• **Mettre en pratique**:
A: D'après l'extrait du document sur les réalisations par secteur, dans quelle localité un poste forestier est-il construit ?
B: Poursuivez, s'il vous plaît, l'extrait du document sur les réalisations par secteur après sa dernière phrase.

• **Extrait du document**:
========================

Au niveau du secteur de la construction et urbanisme, un code est élaboré. Aussi, pour permettre l’amélioration du traitement des actes, 12 nouveaux guichets sont construits et le Système d’Information Géographique (SIG) du foncier rural urbain est rendu opérationnel.
Au niveau de l’environnement et du développement durable, l’OIPR est équipé en matériels techniques de surveillance et de suivi écologique. Pour mesurer la qualité de l’air, une station semi mobile et 3 stations fixes sont acquis. Dans le secteur des eaux et forêts, un poste forestier est construit à Pacobo.
Enfin au niveau des PTIC (poste et télécommunication), la capacité de l’Ecole Supérieure Africaine des TIC (ESATIC) est renforcée ; Une unité d’Exécution (UEP) dans le cadre du projet d’aménagement de la zone franche de Grand Bassam (VITIB) est opérationnelle.
E-Au titre du renforcement de l’intégration régionale et de la coopération internationale
Un port sec, l’usine de Bio larvicides et des marchés de bétail sont construits à Ferkessedougou, Ouangolodougou et Niélé.

========================

• **Données fournies**:

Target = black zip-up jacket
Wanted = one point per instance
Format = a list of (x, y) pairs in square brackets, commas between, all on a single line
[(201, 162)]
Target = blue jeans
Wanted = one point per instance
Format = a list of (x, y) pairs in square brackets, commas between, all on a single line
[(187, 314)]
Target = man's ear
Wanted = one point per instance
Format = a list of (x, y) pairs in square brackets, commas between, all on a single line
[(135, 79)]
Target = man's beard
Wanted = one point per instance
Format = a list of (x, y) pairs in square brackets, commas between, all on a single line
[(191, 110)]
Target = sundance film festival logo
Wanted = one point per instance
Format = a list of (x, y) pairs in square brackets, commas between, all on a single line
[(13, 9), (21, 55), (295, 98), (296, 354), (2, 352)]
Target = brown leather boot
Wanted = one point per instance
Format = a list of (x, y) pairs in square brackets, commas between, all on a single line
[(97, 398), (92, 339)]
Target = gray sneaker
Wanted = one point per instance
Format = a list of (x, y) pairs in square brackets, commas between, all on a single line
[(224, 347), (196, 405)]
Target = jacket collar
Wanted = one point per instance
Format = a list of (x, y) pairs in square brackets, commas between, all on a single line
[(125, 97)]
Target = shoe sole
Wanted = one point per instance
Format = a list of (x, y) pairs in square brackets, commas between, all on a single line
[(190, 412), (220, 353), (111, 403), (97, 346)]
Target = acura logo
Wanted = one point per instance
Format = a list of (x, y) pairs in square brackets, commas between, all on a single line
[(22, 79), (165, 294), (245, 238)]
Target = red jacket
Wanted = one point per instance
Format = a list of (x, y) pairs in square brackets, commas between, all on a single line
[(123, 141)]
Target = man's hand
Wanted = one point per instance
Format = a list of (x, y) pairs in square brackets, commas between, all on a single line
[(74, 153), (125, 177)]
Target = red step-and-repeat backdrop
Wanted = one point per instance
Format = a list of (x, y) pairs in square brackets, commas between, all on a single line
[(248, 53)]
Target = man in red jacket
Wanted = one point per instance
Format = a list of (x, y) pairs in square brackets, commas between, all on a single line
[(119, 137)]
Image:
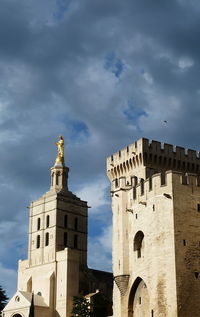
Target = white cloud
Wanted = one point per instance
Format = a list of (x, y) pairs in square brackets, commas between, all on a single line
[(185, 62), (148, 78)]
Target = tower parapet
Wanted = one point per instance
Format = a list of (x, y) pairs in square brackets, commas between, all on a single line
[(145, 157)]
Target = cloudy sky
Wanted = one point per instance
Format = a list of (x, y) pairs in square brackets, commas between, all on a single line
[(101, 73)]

========================

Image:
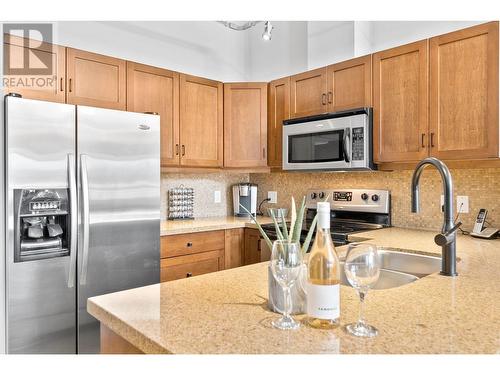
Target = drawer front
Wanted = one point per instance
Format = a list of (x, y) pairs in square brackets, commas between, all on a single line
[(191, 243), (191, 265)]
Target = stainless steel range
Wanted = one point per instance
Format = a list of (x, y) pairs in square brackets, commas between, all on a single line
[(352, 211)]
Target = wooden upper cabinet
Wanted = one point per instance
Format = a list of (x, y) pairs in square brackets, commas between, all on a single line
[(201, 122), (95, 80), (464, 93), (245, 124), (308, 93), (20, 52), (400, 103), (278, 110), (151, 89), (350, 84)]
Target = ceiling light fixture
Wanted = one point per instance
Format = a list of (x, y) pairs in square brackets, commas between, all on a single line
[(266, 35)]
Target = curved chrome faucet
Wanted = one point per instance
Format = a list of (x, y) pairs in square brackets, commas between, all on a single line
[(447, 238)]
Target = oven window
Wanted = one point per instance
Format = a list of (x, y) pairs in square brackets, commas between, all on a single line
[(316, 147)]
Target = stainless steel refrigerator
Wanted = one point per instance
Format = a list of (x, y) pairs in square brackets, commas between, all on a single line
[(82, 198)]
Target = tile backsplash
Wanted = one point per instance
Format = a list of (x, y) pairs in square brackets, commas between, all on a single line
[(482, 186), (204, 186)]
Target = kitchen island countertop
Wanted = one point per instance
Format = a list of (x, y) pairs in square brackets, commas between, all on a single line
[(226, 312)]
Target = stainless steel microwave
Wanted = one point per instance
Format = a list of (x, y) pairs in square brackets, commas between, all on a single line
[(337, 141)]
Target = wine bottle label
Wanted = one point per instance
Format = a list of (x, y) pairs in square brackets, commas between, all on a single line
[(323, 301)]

========================

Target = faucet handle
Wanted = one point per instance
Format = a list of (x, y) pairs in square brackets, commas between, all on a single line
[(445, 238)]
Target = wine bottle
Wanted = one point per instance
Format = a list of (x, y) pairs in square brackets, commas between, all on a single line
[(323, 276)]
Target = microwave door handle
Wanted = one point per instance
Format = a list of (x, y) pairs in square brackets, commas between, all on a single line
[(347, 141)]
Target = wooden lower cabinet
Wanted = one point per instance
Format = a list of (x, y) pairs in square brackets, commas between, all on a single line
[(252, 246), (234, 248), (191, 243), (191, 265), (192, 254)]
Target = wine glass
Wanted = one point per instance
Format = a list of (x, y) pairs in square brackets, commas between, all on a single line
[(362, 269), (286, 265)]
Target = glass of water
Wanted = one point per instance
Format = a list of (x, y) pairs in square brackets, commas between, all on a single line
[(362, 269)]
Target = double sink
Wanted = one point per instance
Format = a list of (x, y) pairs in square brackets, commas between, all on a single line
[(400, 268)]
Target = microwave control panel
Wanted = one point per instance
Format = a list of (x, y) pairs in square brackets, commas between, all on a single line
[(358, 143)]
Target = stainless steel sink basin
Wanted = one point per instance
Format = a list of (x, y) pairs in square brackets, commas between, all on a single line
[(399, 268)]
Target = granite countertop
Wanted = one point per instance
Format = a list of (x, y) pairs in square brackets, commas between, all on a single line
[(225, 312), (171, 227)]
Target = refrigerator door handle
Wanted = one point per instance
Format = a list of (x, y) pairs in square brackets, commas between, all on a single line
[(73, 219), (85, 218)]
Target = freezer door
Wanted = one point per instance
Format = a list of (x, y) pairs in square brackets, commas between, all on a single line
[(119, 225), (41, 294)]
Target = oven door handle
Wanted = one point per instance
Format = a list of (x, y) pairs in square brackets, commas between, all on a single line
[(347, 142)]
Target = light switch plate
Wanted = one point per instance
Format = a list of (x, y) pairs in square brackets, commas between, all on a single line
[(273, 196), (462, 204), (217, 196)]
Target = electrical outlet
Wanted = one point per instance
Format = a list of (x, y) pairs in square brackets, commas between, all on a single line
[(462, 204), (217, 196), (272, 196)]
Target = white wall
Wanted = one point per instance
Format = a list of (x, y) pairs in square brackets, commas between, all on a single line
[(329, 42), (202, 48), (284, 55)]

========================

• **Réponses attendues**:
A: À Pacobo.

B:
Le gouvernement a assuré le retour de 560 ivoiriens de l’extérieur en détresse. Par ailleurs, les opérations de rapatriement des refugiés ivoiriens se sont poursuivies avec le retour en 2016 de 18.014 réfugiés.
En matière de diplomatie, le gouvernement a participé activement à 18 fora internationaux à caractère économiques. S’agissant de la modernisation de l’outil diplomatique, trois (3) nouvelles ambassades (Australie, Kenya et Congo Brazzaville) ont été ouvertes. La Côte d’Ivoire désormais est présente dans 138 pays sur 197 pays membres de l’ONU, soit 17,13% de taux de couverture.
En matière de renforcement du cadre de coopération bilatérale et multilatérale, 68 accords générateurs de ressources additionnelles pour le développement ont été signés et le pays a participé à 57 réunions et rencontres internationales dont 10 sommets des Chefs d’Etat et de Gouvernements. Notons par ailleurs que le conseil de sécurité de l’ONU a levé définitivement l’embargo imposé sur les armes à la Côte d’ivoire et décidé de la fin du mandat de l’ONUCI depuis le 30 juin 2017 consécutive aux progrès réalisés sur la voie de la paix et de la stabilité.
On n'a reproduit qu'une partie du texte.